## begin

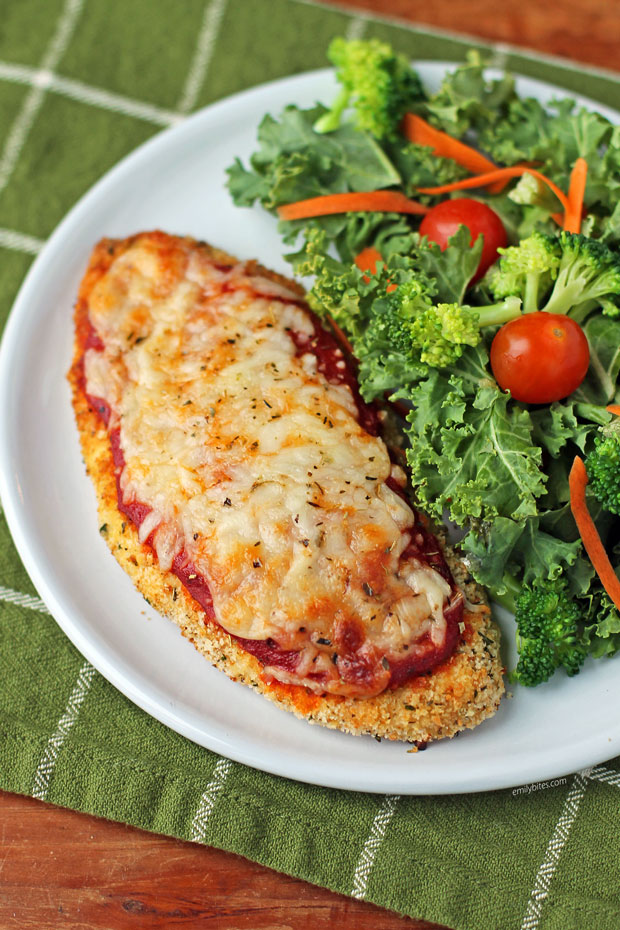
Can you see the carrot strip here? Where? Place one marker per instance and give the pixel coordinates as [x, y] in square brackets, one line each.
[576, 191]
[367, 260]
[418, 131]
[371, 201]
[483, 180]
[577, 482]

## end

EXERCISE DIRECTIONS | Copy every line of the data word for word, omitting the images.

COMPLETED TASK |
Can you see the carrot strip here? Where? Place one marker per instance and give the pixel coordinates as [x, y] in square brackets, one line each.
[576, 191]
[367, 260]
[418, 131]
[371, 201]
[483, 180]
[577, 482]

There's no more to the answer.